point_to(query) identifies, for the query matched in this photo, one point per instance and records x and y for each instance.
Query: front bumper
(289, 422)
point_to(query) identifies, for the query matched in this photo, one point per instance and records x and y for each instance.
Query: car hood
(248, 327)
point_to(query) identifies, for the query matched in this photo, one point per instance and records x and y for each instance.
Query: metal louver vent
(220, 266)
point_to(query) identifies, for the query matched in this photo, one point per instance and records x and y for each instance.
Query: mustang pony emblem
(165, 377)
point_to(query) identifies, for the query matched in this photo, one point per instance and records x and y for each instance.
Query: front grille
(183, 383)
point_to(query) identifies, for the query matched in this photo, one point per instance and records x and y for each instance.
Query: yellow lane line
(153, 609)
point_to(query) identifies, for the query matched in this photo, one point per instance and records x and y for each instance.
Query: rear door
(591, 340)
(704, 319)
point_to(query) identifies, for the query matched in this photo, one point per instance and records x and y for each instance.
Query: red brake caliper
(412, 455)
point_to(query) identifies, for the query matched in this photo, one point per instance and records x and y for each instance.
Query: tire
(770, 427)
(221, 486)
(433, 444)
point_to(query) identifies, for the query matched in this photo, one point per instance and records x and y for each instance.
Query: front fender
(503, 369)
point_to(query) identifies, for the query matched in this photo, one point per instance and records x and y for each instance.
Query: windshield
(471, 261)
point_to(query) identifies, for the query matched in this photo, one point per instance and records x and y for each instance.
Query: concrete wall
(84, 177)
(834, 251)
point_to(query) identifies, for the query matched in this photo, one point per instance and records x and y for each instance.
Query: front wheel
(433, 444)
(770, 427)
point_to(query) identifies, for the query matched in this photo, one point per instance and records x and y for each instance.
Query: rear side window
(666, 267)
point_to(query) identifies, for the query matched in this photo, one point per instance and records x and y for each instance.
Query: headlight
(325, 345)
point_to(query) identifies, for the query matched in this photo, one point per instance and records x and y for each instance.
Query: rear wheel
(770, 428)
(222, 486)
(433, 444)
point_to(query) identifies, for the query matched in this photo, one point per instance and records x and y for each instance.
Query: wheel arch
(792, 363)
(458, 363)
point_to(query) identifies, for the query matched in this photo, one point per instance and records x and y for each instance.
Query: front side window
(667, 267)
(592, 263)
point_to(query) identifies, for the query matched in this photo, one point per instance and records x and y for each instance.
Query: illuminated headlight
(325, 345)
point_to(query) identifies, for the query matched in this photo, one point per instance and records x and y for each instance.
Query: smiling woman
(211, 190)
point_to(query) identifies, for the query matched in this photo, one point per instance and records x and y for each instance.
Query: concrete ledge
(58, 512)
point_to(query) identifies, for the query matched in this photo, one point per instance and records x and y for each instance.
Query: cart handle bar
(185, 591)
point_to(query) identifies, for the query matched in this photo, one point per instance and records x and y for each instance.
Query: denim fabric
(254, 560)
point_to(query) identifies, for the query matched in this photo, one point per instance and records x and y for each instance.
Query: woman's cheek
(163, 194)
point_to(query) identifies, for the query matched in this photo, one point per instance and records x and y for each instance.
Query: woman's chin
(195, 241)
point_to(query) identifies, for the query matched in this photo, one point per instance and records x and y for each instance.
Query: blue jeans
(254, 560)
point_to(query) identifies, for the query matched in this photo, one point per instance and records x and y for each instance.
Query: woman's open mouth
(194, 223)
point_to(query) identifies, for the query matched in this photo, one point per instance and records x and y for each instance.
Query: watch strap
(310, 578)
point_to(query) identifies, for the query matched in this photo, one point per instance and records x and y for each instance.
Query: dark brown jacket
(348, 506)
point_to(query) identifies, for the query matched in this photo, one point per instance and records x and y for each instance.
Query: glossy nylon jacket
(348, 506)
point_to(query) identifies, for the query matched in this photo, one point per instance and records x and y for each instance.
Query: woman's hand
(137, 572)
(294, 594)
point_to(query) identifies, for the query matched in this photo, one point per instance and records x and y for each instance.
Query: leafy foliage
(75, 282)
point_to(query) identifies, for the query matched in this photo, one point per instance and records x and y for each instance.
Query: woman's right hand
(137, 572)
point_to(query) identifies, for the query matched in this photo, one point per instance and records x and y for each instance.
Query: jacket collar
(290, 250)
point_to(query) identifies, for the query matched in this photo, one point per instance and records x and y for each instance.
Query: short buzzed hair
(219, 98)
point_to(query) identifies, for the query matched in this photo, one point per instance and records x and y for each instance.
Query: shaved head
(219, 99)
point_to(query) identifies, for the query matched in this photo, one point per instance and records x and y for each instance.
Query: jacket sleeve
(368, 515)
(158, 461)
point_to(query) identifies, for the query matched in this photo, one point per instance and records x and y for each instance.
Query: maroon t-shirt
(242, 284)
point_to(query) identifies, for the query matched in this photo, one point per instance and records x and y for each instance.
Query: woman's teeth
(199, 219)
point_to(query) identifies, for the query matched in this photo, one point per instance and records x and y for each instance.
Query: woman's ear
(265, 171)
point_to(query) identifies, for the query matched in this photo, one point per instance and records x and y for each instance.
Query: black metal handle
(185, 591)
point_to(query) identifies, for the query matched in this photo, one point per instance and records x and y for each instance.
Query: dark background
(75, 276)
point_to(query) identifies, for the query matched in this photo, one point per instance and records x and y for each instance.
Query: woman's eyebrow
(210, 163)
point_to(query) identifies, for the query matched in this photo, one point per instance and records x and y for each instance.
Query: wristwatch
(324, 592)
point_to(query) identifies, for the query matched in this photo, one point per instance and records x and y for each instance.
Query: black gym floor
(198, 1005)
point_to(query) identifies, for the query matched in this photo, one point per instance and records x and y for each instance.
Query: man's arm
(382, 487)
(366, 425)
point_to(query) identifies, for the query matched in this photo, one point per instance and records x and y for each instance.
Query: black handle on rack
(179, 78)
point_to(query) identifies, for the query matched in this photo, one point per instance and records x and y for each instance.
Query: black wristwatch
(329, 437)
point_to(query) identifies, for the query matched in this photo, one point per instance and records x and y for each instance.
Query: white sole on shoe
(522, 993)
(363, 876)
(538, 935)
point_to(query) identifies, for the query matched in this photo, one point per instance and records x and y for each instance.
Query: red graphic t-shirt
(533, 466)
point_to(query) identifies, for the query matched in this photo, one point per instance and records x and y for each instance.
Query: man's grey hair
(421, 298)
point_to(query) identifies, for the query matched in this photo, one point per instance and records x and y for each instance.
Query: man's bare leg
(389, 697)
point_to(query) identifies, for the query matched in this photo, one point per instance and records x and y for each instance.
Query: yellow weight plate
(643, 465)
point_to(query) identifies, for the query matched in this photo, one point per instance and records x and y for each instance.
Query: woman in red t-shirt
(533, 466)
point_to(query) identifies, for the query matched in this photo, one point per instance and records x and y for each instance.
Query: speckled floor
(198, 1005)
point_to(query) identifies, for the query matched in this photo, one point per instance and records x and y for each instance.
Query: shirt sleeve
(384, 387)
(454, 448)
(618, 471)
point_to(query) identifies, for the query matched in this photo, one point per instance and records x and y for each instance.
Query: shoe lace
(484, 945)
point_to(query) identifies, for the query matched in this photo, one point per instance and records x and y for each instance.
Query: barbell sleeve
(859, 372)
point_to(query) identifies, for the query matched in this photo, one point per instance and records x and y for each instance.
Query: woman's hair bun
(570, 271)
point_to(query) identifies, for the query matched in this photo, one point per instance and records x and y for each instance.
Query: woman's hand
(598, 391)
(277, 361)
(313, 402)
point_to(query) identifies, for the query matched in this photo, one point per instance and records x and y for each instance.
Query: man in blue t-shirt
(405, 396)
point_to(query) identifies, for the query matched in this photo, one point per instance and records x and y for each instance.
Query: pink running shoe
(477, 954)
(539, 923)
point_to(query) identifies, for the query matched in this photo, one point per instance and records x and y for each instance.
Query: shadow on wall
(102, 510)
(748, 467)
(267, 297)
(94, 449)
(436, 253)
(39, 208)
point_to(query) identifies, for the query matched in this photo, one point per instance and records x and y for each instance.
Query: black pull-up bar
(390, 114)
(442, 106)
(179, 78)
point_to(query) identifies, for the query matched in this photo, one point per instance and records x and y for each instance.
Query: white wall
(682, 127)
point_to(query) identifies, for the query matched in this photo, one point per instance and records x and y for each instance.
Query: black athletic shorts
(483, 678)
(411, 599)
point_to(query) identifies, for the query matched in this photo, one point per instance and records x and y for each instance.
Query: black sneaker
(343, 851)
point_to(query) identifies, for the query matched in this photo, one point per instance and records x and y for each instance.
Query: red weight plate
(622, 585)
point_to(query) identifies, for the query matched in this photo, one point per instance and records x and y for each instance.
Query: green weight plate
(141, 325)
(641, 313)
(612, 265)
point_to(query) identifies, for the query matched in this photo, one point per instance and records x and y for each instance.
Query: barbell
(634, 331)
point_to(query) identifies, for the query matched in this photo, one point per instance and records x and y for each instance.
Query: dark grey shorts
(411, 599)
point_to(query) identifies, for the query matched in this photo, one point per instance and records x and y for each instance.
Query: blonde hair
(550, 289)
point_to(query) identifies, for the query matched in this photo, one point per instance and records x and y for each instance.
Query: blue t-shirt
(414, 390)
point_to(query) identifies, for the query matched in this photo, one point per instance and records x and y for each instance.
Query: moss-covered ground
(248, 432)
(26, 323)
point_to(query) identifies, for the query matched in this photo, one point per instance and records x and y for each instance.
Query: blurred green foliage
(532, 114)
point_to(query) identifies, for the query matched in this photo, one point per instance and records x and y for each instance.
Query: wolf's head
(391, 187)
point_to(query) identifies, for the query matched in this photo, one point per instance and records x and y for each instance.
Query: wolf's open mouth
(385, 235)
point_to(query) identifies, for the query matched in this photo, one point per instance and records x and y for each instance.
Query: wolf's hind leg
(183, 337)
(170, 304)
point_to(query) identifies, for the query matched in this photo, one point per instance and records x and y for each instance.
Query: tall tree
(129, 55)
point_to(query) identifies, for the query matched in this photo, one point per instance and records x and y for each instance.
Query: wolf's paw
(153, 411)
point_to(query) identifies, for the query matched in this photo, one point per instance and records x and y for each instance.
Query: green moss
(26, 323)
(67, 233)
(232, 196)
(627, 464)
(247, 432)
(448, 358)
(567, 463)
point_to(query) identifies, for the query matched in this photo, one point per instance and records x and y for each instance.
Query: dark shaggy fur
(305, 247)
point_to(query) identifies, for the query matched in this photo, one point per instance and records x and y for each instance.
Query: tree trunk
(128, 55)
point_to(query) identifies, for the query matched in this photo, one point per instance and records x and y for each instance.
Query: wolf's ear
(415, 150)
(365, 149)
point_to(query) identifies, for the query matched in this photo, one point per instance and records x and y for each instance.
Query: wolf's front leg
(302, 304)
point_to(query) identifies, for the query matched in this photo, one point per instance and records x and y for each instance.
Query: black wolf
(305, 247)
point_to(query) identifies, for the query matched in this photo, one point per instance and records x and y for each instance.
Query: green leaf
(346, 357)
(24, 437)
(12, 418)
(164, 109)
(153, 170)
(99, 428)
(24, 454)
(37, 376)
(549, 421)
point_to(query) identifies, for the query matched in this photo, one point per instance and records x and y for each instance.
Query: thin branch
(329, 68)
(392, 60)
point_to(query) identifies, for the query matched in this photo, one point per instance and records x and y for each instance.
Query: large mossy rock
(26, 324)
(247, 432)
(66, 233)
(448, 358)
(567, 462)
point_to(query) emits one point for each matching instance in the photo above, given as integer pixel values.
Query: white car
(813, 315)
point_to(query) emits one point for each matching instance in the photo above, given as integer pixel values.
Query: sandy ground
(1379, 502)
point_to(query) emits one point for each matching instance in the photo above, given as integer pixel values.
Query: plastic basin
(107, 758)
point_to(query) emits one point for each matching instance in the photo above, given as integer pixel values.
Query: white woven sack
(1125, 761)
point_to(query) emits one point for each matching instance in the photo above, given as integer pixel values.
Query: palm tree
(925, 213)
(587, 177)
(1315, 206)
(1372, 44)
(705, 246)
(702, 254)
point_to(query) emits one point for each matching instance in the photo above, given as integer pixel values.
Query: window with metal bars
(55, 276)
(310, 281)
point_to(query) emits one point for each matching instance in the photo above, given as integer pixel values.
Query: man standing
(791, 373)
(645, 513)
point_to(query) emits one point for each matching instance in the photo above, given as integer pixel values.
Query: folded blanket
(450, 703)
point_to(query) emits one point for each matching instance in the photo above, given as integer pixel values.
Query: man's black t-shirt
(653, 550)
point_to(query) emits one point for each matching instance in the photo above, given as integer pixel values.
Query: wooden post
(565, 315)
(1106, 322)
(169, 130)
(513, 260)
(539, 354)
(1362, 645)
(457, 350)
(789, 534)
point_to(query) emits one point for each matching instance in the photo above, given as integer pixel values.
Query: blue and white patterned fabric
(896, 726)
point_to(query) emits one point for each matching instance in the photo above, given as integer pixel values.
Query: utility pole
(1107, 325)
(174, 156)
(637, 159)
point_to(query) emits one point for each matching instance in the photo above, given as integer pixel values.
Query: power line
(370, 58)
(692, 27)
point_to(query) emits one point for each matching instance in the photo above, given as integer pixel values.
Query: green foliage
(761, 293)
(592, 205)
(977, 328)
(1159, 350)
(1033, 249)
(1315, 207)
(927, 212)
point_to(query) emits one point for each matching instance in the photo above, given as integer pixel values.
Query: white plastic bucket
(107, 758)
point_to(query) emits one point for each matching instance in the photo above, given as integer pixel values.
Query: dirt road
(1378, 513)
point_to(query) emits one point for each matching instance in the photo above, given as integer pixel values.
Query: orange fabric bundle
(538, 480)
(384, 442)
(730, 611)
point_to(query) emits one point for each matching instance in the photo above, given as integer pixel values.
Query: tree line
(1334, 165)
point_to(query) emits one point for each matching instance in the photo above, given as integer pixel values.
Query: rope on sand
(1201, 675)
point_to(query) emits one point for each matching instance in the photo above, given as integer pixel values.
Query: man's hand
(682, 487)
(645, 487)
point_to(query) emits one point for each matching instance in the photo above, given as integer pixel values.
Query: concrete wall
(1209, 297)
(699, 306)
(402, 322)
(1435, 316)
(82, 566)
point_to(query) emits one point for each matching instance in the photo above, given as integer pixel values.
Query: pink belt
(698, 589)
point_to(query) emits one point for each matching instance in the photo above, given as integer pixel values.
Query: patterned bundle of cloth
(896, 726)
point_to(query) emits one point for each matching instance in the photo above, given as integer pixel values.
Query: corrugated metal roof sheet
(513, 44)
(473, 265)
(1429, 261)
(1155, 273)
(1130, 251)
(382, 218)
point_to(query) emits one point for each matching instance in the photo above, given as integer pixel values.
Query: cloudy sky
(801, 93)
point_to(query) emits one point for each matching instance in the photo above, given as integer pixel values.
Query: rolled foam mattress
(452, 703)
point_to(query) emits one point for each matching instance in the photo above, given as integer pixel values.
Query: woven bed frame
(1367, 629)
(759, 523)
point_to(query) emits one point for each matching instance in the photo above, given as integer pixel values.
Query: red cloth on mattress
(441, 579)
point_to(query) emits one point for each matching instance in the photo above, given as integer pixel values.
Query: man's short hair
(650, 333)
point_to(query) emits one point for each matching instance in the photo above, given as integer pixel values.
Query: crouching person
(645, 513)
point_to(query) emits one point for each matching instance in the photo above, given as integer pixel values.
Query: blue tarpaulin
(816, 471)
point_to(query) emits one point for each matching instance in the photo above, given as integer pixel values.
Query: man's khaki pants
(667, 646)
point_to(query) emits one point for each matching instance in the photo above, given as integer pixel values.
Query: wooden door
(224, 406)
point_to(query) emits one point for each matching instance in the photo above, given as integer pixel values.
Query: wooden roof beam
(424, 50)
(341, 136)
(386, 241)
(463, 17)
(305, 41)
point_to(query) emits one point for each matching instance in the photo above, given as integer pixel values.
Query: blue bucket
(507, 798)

▬▬▬

Return exactly the lines from the one containing "Query: wooden roof beam" through the last line of the records above, both included, and nothing else.

Response below:
Query: wooden roof beam
(424, 50)
(341, 136)
(386, 241)
(463, 17)
(305, 41)
point_to(query) emits one point for each matching instance in the photo above, given as integer pixel values.
Query: blue bucket
(507, 798)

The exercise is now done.